- [Text]:
------------------------------------------------------------

Chickens in the pasture at Sweet Acre Farm in Lebanon

Chickens in the pasture at Sweet Acre Farm in Lebanon

Eggs, like so many things these days, come with various origin stories. Conventional eggs come from high-volume facilities housing thousands of laying hens in an automated low-cost production model. The chickens who lay organic eggs are fed organic feed, are cage free, and must have access to the outdoors, but are still found in large factory-style facilities. Pasture raised eggs are from hens who actually scratch the earth for their sustenance by living on the ground, moving from patch to patch in mobile coops, and eating a largely natural but not necessarily organic diet. There are also some other descriptors like all natural, cage free, humanely raised, and certified which are a little harder to define.

Farmer Charlotte with one of her hens

Farmer Charlotte with one of her hens

In the supermarket I like to get the Farmer’s Cow brand eggs. I get a good vibe from supporting local farms and farmers. The diet is all-natural and whole-grain with no animal by-products, preservatives, artificial growth hormones and antibiotics. I suspect, though, that there are some pretty big henhouses involved. I also like to get local pasture-raised eggs right from the source at the farmer’s market. These tend to be less uniform, have dark yellow/orange yolks, and whites so sturdy they don’t run. Great for baking, they’re also the best flavor bet when the egg is the focus of the meal.

Shakshuka at Strada 18 in SoNo

Shakshuka at Strada 18 in SoNo

Eggs are increasingly at the center of the plate. In addition to breakfast and brunch, they’re on menus all day long. Deviled eggs have become a staple of restaurant appetizers. At Brick + Almond on Main Avenue I had a delicious pasta dish with a whole egg yolk on top, a variation on the classic Carbonara. Strada 18 in SoNo recently featured Calabrian Shakshuka, a spicy Mediterranean mix of eggplant and tomatoes baked with eggs on top. Last week while I was scanning the New York Times online, a window popped up touting, “17 recipes with poached eggs!”

In fact, cooking with eggs has become such a hot topic that Michael Ruhlman has written an entire (and lengthy) book on the subject. Simply titled Egg, it covers the basics of egg cooking and then goes on to explore page after page of delicious recipes, all featuring eggs.

Poached egg on tortellini with asparagus and mushrooms

Poached egg on tortellini with asparagus and mushrooms

Eggs want gentle cooking – slow heat in the frying pan or a gentle simmer for poaching. No sizzling popping fat in in the skillet, please. Contrary to what you see in many magazine photos, fried eggs should not be brown and crispy around the edges – it makes them tough.

Renowned chef Daniel Boulud likes to scramble his eggs in a double boiler so the heat never gets too high. (A non stick pan on low heat is good for me.) In the October 2014 Food and Wine magazine, he suggests starting with room temperature eggs, cooking them slowly, and then stirring in some cubes of cold butter at the end to stop the cooking and give the eggs a rich, buttery texture. (A splash of heavy cream will work too.) As with most French chefs, he likes to include some black truffles.

------------------------------------------------------------

- [Set task A]:
Put this sentence from the egg article into Spanish: "Eggs are increasingly at the center of the plate."
- [Set task B]:
According to the egg article, what does Daniel Boulud scramble his eggs in so the heat never gets too high?
- [Set task C]:
Reproduce the egg article from "Eggs want gentle" up to and including "some black truffles.".
Rely only on the egg article.

- [Dataset section]:
------------------------------------------------------------

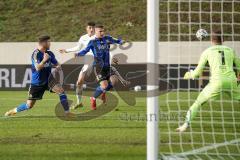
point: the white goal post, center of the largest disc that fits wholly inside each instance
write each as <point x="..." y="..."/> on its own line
<point x="152" y="58"/>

------------------------------------------------------------

- [Final result A]:
Los huevos ocupan cada vez más el centro del plato.

- [Final result B]:
A double boiler.

- [Final result C]:
Eggs want gentle cooking – slow heat in the frying pan or a gentle simmer for poaching. No sizzling popping fat in in the skillet, please. Contrary to what you see in many magazine photos, fried eggs should not be brown and crispy around the edges – it makes them tough.

Renowned chef Daniel Boulud likes to scramble his eggs in a double boiler so the heat never gets too high. (A non stick pan on low heat is good for me.) In the October 2014 Food and Wine magazine, he suggests starting with room temperature eggs, cooking them slowly, and then stirring in some cubes of cold butter at the end to stop the cooking and give the eggs a rich, buttery texture. (A splash of heavy cream will work too.) As with most French chefs, he likes to include some black truffles.